Saved entries:
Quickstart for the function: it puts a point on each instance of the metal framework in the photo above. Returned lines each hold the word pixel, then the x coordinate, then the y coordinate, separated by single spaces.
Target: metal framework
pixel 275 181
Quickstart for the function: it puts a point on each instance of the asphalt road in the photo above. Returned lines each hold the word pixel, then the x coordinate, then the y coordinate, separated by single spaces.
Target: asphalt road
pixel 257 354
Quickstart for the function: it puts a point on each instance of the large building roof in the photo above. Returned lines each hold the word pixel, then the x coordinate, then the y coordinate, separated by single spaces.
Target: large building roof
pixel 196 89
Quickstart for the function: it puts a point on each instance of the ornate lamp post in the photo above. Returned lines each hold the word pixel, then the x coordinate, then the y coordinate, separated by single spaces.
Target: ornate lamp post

* Work request:
Return every record, leaving each line exactly as it was given.

* Answer area:
Quickstart for the function: it puts a point on each instance of the metal framework in the photo above. Returned lines each hold the word pixel, then the x coordinate, then the y coordinate, separated by single spaces.
Target: metal framework
pixel 275 181
Quickstart for the function: it puts a point on each instance of the asphalt road in the photo above. Returned lines each hold the word pixel, then the x coordinate, then the y coordinate, separated by single spaces.
Target: asphalt road
pixel 257 354
Quickstart for the function: it puts a point on each instance of the large building roof in the photo above. Returned lines each hold the word pixel, then the x coordinate, then the y coordinate, separated by single spaces.
Target: large building roof
pixel 196 89
Quickstart for the function: it puts a point on each instance of the ornate lamp post in the photo above. Returned lines each hold the word pixel, then the x coordinate, then the y coordinate, separated by single spaces.
Target: ornate lamp post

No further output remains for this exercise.